▶ Task item
Your job is to give again, exactly and with no additions, the lines in the records below from the one with "Each instance of the dusty" through the one with "Each instance of the white window frame", both included. Omit the pictures.

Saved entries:

[Start of Attachment]

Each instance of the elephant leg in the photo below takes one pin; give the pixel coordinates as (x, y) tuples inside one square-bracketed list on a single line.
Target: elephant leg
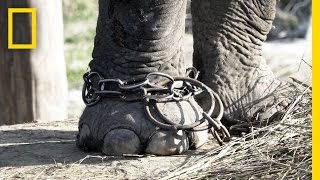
[(134, 38), (228, 36)]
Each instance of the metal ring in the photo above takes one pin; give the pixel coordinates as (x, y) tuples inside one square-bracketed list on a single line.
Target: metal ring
[(198, 122), (155, 121), (124, 86)]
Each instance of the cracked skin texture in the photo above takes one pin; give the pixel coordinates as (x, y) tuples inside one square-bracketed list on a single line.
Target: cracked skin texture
[(134, 38)]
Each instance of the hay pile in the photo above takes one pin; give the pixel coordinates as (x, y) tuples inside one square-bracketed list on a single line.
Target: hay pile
[(279, 151)]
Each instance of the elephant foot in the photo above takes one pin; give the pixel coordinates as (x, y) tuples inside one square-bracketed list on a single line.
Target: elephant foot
[(116, 127)]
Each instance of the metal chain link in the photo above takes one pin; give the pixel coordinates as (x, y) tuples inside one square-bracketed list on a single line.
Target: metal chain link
[(152, 92)]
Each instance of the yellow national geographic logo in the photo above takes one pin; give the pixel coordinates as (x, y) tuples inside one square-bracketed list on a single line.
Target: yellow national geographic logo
[(33, 13)]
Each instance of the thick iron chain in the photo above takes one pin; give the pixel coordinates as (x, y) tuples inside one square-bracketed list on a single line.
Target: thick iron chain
[(152, 91)]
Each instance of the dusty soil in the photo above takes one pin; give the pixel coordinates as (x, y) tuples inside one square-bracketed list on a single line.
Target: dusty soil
[(48, 151)]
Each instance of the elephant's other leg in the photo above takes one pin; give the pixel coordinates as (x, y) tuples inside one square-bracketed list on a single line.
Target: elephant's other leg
[(228, 36), (134, 38)]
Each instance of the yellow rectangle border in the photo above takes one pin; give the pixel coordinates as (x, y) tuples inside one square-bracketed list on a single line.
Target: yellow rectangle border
[(33, 12)]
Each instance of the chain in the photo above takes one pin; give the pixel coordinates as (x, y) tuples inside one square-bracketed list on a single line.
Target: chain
[(155, 88)]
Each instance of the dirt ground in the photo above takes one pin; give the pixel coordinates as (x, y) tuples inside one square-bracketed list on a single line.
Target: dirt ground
[(48, 150)]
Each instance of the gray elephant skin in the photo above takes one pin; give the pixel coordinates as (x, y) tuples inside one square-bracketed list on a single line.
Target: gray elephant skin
[(134, 38)]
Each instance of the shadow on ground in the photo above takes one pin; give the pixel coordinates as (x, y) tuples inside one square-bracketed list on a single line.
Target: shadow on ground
[(54, 143)]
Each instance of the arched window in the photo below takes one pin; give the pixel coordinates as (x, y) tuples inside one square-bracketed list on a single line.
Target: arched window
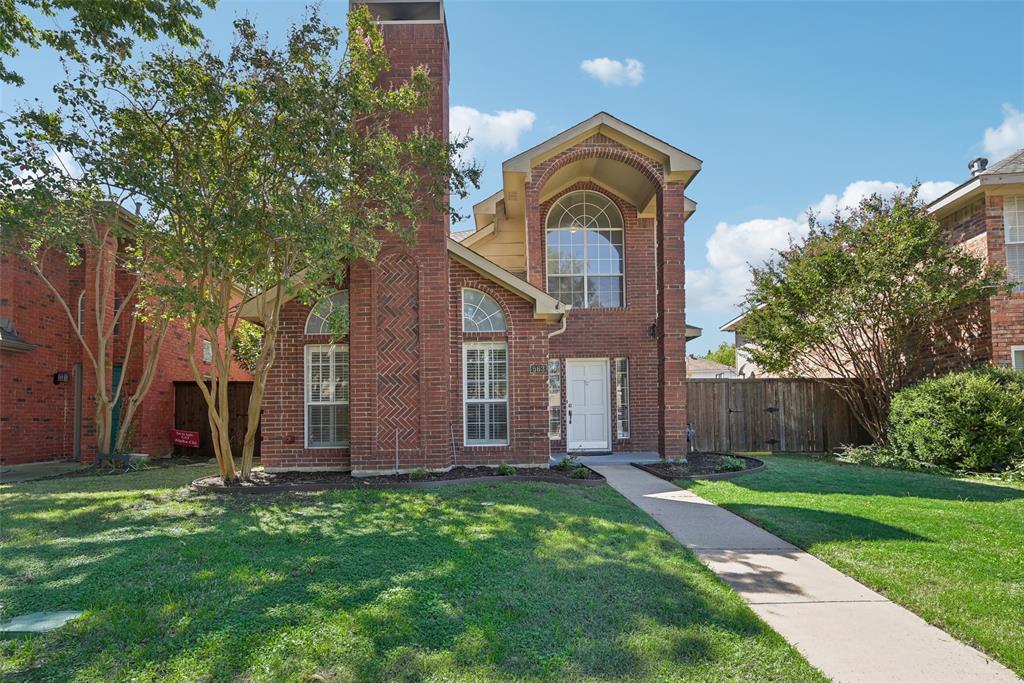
[(585, 251), (480, 312), (320, 315)]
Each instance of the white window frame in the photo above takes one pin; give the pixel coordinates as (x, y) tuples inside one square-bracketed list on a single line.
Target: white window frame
[(555, 397), (500, 315), (466, 400), (1018, 224), (309, 348), (586, 267), (316, 310), (622, 371), (1014, 350)]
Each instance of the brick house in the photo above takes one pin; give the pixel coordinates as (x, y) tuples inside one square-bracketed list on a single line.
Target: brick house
[(985, 214), (555, 325), (46, 381)]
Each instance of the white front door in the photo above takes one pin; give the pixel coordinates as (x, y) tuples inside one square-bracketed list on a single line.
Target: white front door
[(588, 404)]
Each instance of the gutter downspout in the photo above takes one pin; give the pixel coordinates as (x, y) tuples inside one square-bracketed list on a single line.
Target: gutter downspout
[(564, 322)]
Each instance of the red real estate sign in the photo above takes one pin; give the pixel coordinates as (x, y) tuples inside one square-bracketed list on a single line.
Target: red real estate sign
[(182, 437)]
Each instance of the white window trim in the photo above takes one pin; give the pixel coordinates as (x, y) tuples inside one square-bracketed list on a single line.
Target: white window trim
[(305, 326), (586, 275), (1014, 350), (623, 434), (1018, 203), (466, 400), (305, 400), (501, 311), (555, 398)]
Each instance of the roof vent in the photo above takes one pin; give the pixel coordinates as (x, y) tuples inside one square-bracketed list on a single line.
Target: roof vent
[(403, 11)]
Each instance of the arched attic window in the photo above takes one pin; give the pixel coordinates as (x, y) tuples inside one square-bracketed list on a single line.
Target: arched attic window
[(318, 321), (585, 251), (480, 312)]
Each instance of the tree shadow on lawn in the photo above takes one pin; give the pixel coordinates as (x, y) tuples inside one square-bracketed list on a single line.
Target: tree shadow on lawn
[(799, 474), (807, 526), (548, 582)]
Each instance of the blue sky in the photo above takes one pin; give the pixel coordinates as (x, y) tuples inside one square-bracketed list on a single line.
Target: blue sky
[(791, 104)]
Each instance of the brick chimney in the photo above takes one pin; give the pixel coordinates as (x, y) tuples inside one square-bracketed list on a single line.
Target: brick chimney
[(398, 329)]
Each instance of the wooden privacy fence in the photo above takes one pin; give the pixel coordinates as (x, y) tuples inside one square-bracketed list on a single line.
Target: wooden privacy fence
[(798, 415), (190, 415)]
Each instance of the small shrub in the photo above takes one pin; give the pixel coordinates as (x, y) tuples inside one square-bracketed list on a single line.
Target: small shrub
[(971, 420), (567, 463), (730, 464)]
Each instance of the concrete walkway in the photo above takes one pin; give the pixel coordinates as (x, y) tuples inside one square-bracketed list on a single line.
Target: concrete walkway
[(846, 630)]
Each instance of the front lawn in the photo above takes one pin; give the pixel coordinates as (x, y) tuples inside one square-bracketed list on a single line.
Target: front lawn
[(548, 582), (950, 550)]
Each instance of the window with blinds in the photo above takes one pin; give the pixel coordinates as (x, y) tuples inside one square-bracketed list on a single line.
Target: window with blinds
[(1013, 223), (623, 397), (554, 398), (327, 396), (485, 388)]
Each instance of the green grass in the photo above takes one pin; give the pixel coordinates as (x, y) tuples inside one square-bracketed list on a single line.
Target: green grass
[(548, 583), (950, 550)]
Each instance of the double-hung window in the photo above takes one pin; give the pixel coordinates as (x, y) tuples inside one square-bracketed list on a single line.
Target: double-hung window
[(585, 251), (1013, 223), (623, 397), (554, 399), (327, 395), (485, 388)]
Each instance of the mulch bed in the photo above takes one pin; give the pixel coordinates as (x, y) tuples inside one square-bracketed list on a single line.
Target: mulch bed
[(700, 466), (269, 482)]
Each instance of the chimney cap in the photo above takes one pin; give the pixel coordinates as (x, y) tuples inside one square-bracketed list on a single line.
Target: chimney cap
[(403, 11)]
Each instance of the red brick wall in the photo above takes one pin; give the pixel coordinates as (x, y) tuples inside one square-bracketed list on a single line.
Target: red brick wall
[(654, 293), (527, 344), (36, 415), (283, 421), (610, 333), (1007, 308)]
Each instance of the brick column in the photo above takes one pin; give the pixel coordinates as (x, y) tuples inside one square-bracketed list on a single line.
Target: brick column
[(671, 322)]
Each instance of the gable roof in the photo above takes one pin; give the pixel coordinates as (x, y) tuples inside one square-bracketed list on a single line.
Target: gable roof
[(677, 162), (1012, 164)]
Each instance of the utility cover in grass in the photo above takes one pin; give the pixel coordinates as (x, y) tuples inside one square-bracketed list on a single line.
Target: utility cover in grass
[(36, 623)]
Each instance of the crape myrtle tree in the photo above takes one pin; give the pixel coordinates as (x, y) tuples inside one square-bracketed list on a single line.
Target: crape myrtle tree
[(271, 169), (856, 302)]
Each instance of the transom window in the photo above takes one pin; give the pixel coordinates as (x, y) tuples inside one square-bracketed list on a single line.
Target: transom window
[(1013, 223), (585, 251), (327, 395), (480, 312), (318, 322), (485, 392)]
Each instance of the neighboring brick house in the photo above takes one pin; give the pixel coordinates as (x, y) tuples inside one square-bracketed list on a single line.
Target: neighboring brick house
[(557, 325), (46, 381), (986, 215)]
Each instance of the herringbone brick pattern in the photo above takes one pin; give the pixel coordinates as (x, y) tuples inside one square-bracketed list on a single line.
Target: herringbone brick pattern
[(397, 353)]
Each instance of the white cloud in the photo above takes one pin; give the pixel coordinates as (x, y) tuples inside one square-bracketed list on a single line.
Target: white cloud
[(731, 248), (613, 72), (491, 131), (1009, 137)]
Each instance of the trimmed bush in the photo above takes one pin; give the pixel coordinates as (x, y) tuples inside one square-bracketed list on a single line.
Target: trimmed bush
[(971, 420)]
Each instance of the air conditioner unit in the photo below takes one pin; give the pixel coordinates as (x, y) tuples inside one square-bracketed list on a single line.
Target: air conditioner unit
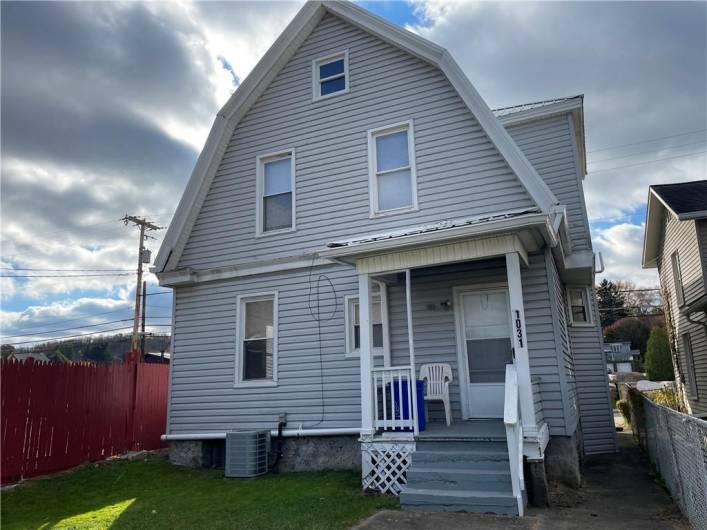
[(247, 453)]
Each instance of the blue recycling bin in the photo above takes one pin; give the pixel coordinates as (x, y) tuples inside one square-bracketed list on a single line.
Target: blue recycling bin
[(405, 407)]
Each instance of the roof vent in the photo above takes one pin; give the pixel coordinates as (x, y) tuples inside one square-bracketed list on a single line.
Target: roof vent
[(247, 453)]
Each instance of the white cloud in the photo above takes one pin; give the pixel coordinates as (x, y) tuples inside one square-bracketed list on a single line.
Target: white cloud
[(622, 246)]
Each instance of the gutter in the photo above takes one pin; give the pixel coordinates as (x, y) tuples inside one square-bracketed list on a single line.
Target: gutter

[End of Attachment]

▶ Answer box
Each instance of the dusty soil in the photo above takes one pin; give the pixel coordinates as (x, y) tuples inside one square-bracketed list on a single line.
Target: dusty soil
[(48, 151)]
Each instance of the elephant's other leg in the photo above takes one pin; give the pixel coordinates as (x, y) tuples inside one square-bracketed list on a single line.
Target: elephant's other leg
[(228, 36), (134, 38)]
Each instance of the yellow rectangle border in the photo above takes one pin; give the pixel coordinates as (x, y) tuples inside one square-bracketed list on a single line.
Target: yellow rectangle border
[(33, 12)]
Each instance of the chain in the photo above takes one pin; give the pixel coordinates as (x, y) tuples inside one square-bracketed list on a single line.
Target: chain
[(155, 88)]
Each instance of the dirt ground in the photo above takes one pin; give the pixel coordinates as (x, y) tuples inside one square-bracketed list on a single line.
Target: dirt ground
[(48, 150)]
Each instance of the gray elephant skin in the photo above takes one pin; give the pixel coordinates as (x, y) tuples inside one square-bracketed list on a single line.
Target: gray elephant skin
[(134, 38)]
Each instance of the shadow on ground in the photo above takes one pin; give the pixel coordinates as (x, y) tuples inside one square-bracketed list on a single line.
Target: shadow on ground
[(54, 143)]
Each instance of the arched window in the photo below takes one pin; give the pixel coordinates as (x, y) tuples inside one square-bracketed list on a single line.
Target: arched window
[(585, 251), (480, 312), (320, 315)]
Each instance of the white window frame in the photo above takes one pin; give the pixel coordinates as (x, y) tuples inside one square-bracketed list on a single line.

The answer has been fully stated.